▸ THE REQUEST
Find every line in the records below that contains the word "green" and copy each one. Case counts.

Records from a data collection
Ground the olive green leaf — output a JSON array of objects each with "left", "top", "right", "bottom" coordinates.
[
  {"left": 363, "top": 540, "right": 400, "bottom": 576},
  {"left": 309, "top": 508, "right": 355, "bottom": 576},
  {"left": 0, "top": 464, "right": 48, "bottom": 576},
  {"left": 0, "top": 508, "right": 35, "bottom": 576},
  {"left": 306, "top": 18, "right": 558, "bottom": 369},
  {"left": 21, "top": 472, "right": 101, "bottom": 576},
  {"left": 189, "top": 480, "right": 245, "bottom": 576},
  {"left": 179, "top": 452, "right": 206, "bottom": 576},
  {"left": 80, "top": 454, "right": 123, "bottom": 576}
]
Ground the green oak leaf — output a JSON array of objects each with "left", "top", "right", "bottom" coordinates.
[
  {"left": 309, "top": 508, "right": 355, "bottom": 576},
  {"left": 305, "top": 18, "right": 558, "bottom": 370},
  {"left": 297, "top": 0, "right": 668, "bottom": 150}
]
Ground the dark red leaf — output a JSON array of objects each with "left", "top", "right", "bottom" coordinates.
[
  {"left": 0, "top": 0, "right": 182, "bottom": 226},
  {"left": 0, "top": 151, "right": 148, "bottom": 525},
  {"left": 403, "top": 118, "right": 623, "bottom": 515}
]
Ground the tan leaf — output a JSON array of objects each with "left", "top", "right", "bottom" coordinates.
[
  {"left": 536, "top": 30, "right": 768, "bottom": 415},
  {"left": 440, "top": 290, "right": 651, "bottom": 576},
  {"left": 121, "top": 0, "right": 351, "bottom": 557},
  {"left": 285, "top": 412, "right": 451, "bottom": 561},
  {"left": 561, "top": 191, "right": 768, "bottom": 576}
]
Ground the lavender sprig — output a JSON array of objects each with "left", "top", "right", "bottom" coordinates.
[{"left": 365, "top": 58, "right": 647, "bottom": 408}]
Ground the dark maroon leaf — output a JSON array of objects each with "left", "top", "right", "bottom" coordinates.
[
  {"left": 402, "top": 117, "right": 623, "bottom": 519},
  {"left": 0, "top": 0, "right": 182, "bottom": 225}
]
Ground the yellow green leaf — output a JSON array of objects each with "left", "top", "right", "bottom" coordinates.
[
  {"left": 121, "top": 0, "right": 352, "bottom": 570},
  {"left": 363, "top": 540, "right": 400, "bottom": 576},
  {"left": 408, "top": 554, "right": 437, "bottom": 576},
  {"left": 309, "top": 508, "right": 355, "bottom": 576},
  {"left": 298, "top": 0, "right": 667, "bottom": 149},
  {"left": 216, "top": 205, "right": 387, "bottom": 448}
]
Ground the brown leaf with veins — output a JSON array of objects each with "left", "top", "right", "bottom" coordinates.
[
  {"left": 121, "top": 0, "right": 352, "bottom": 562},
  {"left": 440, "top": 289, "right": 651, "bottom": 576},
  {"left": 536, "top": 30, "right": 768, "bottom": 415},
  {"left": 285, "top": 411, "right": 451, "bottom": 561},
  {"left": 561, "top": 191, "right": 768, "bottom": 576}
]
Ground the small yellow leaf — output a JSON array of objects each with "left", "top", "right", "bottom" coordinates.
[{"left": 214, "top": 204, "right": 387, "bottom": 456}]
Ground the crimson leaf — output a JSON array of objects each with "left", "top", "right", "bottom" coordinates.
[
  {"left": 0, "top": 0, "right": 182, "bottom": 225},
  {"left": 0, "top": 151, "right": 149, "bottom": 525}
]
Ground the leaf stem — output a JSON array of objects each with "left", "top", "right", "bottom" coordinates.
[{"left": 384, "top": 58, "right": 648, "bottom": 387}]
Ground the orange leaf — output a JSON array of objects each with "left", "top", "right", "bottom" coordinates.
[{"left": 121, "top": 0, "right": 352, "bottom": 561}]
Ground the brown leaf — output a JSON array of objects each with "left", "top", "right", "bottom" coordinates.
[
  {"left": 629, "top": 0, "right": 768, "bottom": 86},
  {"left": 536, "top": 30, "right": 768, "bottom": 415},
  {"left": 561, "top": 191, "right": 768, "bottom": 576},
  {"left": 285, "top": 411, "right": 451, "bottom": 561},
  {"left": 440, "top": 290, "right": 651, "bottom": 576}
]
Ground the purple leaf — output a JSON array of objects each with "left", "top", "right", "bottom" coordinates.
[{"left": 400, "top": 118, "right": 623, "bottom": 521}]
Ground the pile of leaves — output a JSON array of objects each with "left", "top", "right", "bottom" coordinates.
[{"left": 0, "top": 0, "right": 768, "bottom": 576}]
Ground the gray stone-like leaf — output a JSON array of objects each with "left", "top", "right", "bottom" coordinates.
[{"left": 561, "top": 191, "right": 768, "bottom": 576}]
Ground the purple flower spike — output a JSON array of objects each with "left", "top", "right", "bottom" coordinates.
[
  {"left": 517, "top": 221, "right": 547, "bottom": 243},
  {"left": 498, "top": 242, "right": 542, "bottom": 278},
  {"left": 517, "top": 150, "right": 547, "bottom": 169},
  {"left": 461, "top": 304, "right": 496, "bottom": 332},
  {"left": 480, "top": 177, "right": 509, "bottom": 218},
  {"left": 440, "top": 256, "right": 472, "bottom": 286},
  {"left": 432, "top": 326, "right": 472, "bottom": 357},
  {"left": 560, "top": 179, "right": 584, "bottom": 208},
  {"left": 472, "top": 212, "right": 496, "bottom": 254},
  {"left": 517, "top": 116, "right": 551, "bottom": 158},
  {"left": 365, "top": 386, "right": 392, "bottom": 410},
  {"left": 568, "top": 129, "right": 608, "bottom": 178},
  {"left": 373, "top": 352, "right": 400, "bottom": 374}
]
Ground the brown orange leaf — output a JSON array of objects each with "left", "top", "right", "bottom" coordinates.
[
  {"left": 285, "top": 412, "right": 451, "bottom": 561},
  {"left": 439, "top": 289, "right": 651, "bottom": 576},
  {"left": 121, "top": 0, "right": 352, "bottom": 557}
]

▸ RESULT OF THE EXERCISE
Ground the olive green leaf — output a JSON array of objects each with "left", "top", "right", "bottom" coordinates.
Ground the green oak leaf — output a JSON array of objects each with "left", "top", "right", "bottom" coordinates.
Ground the yellow green leaf — output a JSON array of objects each with "left", "top", "right", "bottom" coordinates.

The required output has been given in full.